Copy the lines below exactly, starting with the first and finishing with the one holding "Target: white stone pillar"; do not copy the pictures.

*DATASET*.
---*---
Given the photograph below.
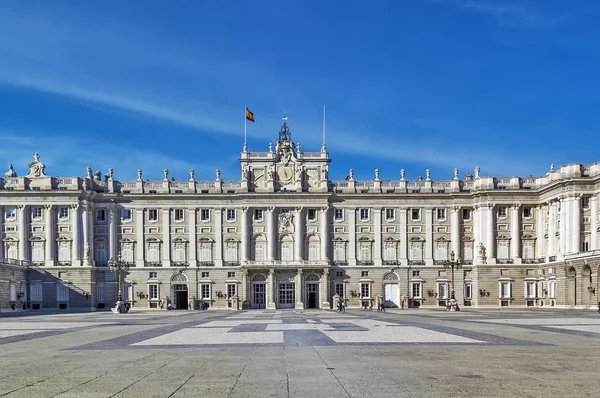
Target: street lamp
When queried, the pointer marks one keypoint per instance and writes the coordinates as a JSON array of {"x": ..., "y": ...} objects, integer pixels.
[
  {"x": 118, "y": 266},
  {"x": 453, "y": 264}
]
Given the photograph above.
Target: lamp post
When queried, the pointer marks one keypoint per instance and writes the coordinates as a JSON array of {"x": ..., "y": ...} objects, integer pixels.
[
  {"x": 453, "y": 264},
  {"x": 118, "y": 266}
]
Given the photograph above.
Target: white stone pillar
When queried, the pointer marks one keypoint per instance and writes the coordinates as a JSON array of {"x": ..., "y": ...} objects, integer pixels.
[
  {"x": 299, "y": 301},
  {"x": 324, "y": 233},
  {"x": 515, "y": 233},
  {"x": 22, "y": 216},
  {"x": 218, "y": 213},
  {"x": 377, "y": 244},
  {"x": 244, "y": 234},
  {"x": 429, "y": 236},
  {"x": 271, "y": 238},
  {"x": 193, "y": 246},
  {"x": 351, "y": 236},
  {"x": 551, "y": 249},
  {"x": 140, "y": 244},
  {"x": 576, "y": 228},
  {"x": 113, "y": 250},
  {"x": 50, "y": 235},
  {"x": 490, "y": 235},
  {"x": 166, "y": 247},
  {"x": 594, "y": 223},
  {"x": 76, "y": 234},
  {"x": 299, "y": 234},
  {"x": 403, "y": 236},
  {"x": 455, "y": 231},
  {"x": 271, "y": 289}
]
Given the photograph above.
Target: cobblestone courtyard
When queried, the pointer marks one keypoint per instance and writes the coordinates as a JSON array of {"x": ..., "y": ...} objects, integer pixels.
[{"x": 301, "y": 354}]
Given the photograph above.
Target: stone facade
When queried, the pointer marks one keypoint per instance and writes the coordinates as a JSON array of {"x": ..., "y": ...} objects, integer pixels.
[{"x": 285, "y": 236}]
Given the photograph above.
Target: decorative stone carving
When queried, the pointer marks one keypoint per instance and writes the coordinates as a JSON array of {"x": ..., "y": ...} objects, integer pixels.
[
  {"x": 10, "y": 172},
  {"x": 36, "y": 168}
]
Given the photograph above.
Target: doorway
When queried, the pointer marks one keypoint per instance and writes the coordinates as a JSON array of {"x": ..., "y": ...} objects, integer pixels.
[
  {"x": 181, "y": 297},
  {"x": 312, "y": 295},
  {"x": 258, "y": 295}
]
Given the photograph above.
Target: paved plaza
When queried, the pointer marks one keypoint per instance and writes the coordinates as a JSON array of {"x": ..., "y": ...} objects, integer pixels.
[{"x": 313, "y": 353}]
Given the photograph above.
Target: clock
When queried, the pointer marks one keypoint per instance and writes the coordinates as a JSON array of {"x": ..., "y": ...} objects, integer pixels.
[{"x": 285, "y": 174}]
---*---
*EXERCISE RESULT*.
Given the photograph below.
Target: street lamp
When queried, the pointer marks one keypoint per instance and writes the coordinates as a JSON array of {"x": ..., "y": ...} objects, integer pixels.
[
  {"x": 118, "y": 266},
  {"x": 453, "y": 264}
]
Given the photograph above.
Target: lamp post
When queried, the pointer marks one keypoint per instance and writes the coordinates as a JSON array of {"x": ..., "y": ...} objects, integer pixels.
[
  {"x": 453, "y": 264},
  {"x": 118, "y": 266}
]
Given the photograph above.
Target: white stone pillar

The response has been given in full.